## DATA PROVIDED
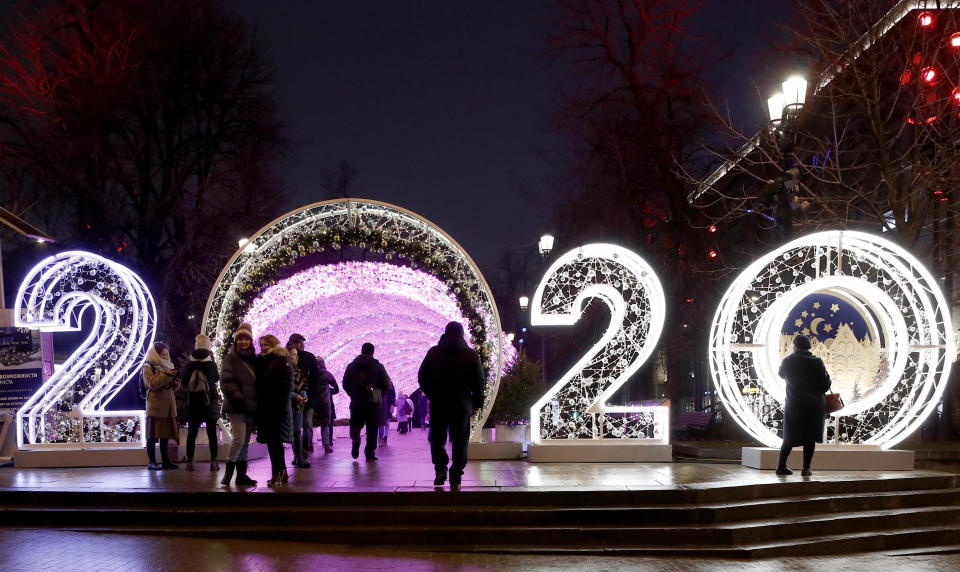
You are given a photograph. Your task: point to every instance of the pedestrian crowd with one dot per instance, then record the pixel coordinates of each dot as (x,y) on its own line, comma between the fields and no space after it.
(283,393)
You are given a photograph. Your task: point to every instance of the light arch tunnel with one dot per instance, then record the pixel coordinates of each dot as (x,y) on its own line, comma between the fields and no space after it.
(382,287)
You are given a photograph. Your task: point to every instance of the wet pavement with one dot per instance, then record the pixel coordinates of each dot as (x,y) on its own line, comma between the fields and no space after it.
(404,465)
(39,550)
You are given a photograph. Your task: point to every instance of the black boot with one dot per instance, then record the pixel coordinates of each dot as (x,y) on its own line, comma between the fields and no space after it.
(242,478)
(228,473)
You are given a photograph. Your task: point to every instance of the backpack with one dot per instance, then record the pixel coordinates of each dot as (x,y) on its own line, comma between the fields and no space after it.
(198,390)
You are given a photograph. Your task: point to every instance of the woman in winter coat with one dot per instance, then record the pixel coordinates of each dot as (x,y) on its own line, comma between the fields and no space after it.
(238,383)
(807,381)
(324,413)
(161,380)
(404,411)
(298,401)
(274,413)
(386,412)
(200,378)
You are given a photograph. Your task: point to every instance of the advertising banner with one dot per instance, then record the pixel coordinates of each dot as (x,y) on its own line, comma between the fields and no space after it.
(21,369)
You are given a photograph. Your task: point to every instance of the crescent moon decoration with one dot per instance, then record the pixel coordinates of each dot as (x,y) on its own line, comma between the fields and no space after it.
(905,312)
(813,325)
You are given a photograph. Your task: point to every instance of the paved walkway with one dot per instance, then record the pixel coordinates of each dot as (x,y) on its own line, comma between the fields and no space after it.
(404,465)
(38,550)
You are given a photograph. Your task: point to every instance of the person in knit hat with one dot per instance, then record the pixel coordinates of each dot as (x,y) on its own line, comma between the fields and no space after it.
(162,380)
(238,384)
(200,378)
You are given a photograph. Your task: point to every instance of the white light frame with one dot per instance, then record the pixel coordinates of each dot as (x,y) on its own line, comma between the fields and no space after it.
(866,270)
(314,220)
(559,301)
(53,298)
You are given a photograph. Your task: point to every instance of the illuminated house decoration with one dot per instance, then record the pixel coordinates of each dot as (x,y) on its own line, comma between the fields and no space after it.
(897,335)
(576,406)
(389,233)
(61,294)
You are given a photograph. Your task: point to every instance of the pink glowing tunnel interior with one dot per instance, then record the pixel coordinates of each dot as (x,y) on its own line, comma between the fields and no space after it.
(338,307)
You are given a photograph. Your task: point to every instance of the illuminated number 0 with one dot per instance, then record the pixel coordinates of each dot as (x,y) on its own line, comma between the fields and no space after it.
(69,408)
(576,406)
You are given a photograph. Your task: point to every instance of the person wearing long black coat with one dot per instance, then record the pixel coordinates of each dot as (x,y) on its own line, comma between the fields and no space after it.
(238,383)
(317,398)
(807,381)
(274,411)
(452,378)
(365,374)
(202,408)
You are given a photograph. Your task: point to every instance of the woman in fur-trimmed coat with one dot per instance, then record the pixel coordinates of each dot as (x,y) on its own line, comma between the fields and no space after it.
(274,411)
(162,380)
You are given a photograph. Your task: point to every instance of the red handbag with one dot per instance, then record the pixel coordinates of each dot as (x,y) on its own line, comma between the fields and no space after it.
(833,403)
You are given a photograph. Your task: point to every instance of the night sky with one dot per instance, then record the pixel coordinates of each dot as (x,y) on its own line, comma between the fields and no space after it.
(443,106)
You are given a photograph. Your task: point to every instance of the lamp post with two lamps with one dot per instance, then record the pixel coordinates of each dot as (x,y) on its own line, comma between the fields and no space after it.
(784,109)
(544,248)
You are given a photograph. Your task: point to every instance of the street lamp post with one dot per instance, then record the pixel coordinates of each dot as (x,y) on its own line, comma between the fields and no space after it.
(784,109)
(544,248)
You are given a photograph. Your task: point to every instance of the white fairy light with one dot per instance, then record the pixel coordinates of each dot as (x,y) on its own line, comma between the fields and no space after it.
(576,407)
(316,223)
(53,297)
(900,302)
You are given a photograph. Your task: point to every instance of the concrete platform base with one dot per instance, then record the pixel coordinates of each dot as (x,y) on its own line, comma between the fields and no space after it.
(850,458)
(599,451)
(495,451)
(112,456)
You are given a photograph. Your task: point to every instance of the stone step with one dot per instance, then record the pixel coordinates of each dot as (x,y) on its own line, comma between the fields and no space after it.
(894,540)
(690,494)
(771,532)
(711,513)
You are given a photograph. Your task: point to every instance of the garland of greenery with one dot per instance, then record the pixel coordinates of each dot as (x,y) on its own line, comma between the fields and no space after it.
(299,244)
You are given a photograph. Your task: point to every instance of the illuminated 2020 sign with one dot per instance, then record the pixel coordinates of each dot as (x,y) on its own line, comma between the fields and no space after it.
(576,406)
(69,409)
(876,317)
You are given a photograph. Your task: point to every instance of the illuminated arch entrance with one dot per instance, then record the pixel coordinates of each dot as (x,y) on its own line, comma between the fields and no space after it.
(413,279)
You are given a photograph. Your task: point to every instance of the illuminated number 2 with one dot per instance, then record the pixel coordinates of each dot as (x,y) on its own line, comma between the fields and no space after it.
(69,407)
(576,406)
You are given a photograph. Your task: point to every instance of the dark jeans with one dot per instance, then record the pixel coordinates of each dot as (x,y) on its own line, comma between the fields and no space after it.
(808,449)
(164,453)
(306,435)
(194,419)
(365,416)
(455,421)
(299,445)
(278,461)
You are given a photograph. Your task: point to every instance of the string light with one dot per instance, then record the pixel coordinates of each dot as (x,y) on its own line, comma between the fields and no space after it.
(900,301)
(338,307)
(69,407)
(576,406)
(379,228)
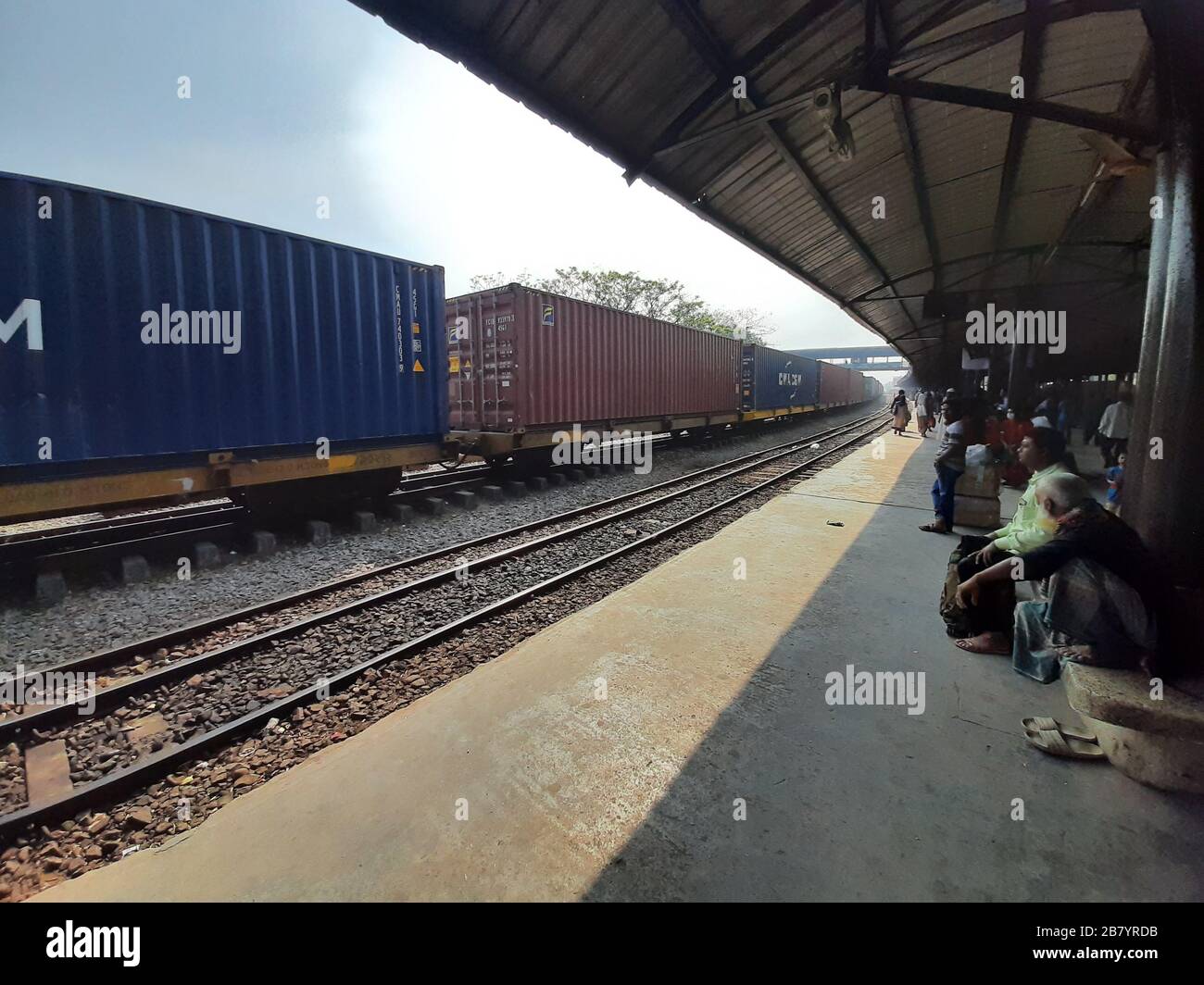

## WRITTEN REQUEST
Which lines in the records above contain the string "entrance"? Return each of them in full, matching case exactly.

## WRITTEN REPLY
You are given a photograph. Your task: point to every instance of the illuminated arch entrance with one dot per instance, then record the pixel coordinates of each dot as (x,y) on its own line, comma between the fields and no space after it.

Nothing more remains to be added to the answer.